● 設問
A: 鉄筋ひずみ検出構造に関する本文を読み、次の問いに答えてください。
(i) 図1は何の概略断面図ですか。
(ii) 短尺筒状鉄筋どうしは何で連結されていますか。
(iii) この実施例では、1つの短尺筒状鉄筋にセンサーロッドをいくつ挿入していますか。
B: 鉄筋ひずみ検出構造に関する本文から、「本発明では鉄筋として筒状鉄筋」から「筋3の両端部に固定している。」までを、両端の語句も含めて一字一句変えずに書き写してください。
C: 鉄筋ひずみ検出構造の説明文の最後の文を受けて、その続きを書いてください。

● 対象本文
#####

【実施例1】
【0024】
図1は本発明の一実施例の鉄筋ひずみ検出構造を採用して斜面に施工した鉄筋挿入工における鉄筋挿入部の概略断面図である。実施例の鉄筋挿入工は、斜面に複数の鉄筋1を、先端が安定地盤に達し固定されるように挿入し、挿入した各鉄筋1の頭部に支圧板2を取り付け締着して斜面の安定化を図る斜面安定化工法として施工している。
本発明では鉄筋として筒状鉄筋を用いるが、短尺筒状鉄筋3をカプラー4で連結して所望長さの筒状鉄筋1としている。そして、この筒状鉄筋1の内部にセンサーロッド5を挿入するとともに、センサーロッド5の両端を筒状鉄筋1に固定する。この実施例では、1つの短尺筒状鉄筋3に1つのセンサーロッド5を挿入し、各センサーロッド5の両端を当該短尺筒状鉄筋3の両端部に固定している。

#####

● 保存データ
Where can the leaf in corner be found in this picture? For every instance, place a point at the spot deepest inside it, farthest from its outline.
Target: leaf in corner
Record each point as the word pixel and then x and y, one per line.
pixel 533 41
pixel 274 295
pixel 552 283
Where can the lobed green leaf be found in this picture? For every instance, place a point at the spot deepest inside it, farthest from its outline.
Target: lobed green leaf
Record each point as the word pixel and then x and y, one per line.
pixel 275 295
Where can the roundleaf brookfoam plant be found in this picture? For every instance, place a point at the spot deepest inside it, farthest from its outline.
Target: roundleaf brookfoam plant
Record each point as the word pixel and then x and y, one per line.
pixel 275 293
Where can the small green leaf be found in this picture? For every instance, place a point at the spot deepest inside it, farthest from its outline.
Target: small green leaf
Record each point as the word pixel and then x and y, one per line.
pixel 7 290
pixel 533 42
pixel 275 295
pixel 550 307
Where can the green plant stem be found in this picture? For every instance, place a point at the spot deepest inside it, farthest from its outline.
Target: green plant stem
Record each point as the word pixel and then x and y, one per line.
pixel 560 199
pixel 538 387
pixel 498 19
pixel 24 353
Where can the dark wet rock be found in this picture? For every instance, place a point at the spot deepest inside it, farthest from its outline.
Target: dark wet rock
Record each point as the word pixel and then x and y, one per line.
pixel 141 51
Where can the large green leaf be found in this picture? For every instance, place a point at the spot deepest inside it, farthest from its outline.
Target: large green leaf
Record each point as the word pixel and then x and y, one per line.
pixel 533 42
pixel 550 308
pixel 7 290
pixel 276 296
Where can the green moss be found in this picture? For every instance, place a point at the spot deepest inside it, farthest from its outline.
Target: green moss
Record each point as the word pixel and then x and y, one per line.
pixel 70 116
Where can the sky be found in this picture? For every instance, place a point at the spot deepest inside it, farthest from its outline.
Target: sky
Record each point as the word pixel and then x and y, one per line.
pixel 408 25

#####

● 解答
A:
(i) 本発明の一実施例の鉄筋ひずみ検出構造を採用して斜面に施工した鉄筋挿入工における、鉄筋挿入部の概略断面図です。
(ii) カプラー4で連結されています。
(iii) 1つです。

B:
本発明では鉄筋として筒状鉄筋を用いるが、短尺筒状鉄筋3をカプラー4で連結して所望長さの筒状鉄筋1としている。そして、この筒状鉄筋1の内部にセンサーロッド5を挿入するとともに、センサーロッド5の両端を筒状鉄筋1に固定する。この実施例では、1つの短尺筒状鉄筋3に1つのセンサーロッド5を挿入し、各センサーロッド5の両端を当該短尺筒状鉄筋3の両端部に固定している。

C:
図1において、斜面地盤の設計すべり面(ないし想定すべり面)をSで示す。設計すべり面Sは当該斜面で例えば簡易貫入試験等を行なった結果から求めることができる。簡易貫入試験、あるいは、すべり面Sを設定するための他の試験は、一般に行なわれている試験方法を採用するとよい。
図示例では、筒状鉄筋1における地表側の2本の短尺筒状鉄筋3に、センサーロッド5を内部に装着した短尺筒状鉄筋3を用い、そのうちの下側の短尺筒状鉄筋3がすべり面Sに位置している。図示例では、他の短尺筒状鉄筋3にはセンサーロッド5を装着していない。センサーロッド5を内部に装着した短尺筒状鉄筋3をセンサー付き短尺筒状鉄筋6と呼ぶ。
【0025】
図2は
図1におけるセンサー付き短尺筒状鉄筋6の詳細を示す拡大断面図、
図3は
図2におけるセンサーロッド5の要部を拡大して示すもので、(イ)は正面図、(ロ)は断面図、
図4は
図2の要部を拡大して示した図である。
図示例の短尺筒状鉄筋3は、外径(ねじ呼び径)28.5mm、内径13mmのいわゆるロックボルトを用いている。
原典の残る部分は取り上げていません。